Testo estratto
Principali criticità alla base della crisi dello shipping

I problemi principali che ancora ostacolano lo shipping, mettendo in difficoltà imprese e persone, sono strettamente interconnessi: dalla carenza di personale per i trasporti sia di terra che di mare, alle restrizioni alla mobilità imposte dagli stati, dalla congestione dei porti, all’insufficienza di container e navi. Le prime macroscopiche conseguenze di queste quattro principali criticità sono i ritardi nelle consegne e i rincari sul prezzo dei noli (il costo di un container da 20 piedi a giugno 2020 sulla rotta Shanghai-Europa era meno di 1.000 dollari; a Luglio 2021 era di 7.395 dollari. Un aumento complessivo del 600%.)

L’impennata dei costi dei noli per container da 40 piedi (SCMP).

Il Global Maritime Forum ha denunciato che, dallo scoppio della pandemia, sono stati 400.000 gli operatori marittimi bloccati sulle navi per un tempo superiore al loro ingaggio (massimo 11 mesi), oltre la scadenza del loro contratto. Questo problema è strettamente connesso al secondo, cioè alle restrizioni alla mobilità imposte dagli stati. Infatti, il diffondersi della variante Omicron e le conseguenti restrizioni governative nel Sud-Est Asiatico, in paesi chiave per l’approvvigionamento di personale marittimo, hanno causato un’interruzione nei cambi di equipaggio. Chi è rimasto a bordo non è potuto scendere, in condizioni di scarsità di tamponi e mascherine. Chi era a terra non ha potuto dare il cambio, rimanendo senza stipendio per l’ingaggio mancato. Situazioni critiche si sono verificate anche per i trasporti via terra: c’è infatti penuria di autotrasportatori dall’est Europa che effettuino gli spostamenti di merci dai porti ai magazzini. Oltre agli effetti della pandemia, anche quelli della guerra in Ucraina sembrano aggravare la disponibilità del trasporto su gomma.

Il problema
Quanti operatori marittimi, secondo il Global Maritime Forum citato nel testo sulla crisi dello shipping, sono rimasti bloccati sulle navi oltre la scadenza del contratto dallo scoppio della pandemia?

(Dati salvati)
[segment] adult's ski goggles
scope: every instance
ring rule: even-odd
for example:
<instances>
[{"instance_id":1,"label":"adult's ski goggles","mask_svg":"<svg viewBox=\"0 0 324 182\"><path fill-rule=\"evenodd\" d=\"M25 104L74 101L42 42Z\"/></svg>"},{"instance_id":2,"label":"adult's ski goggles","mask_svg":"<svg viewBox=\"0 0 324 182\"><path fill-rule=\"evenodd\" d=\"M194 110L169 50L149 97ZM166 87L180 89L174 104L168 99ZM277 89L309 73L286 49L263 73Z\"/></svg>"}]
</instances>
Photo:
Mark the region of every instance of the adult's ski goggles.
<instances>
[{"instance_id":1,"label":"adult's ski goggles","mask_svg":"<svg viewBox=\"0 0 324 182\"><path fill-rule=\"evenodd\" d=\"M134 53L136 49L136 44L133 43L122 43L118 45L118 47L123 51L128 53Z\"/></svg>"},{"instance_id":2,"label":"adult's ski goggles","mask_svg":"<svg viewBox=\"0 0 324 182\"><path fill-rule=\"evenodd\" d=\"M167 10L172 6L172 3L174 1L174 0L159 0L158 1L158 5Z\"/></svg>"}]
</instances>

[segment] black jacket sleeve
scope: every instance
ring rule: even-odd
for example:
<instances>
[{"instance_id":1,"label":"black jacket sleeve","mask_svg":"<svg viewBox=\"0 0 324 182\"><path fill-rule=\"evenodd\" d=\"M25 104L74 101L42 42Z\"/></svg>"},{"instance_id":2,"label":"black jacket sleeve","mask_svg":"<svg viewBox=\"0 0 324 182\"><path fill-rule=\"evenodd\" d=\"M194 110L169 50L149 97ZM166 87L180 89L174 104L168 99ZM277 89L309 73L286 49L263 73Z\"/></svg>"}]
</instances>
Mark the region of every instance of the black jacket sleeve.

Soluzione del compito
Sono stati 400.000.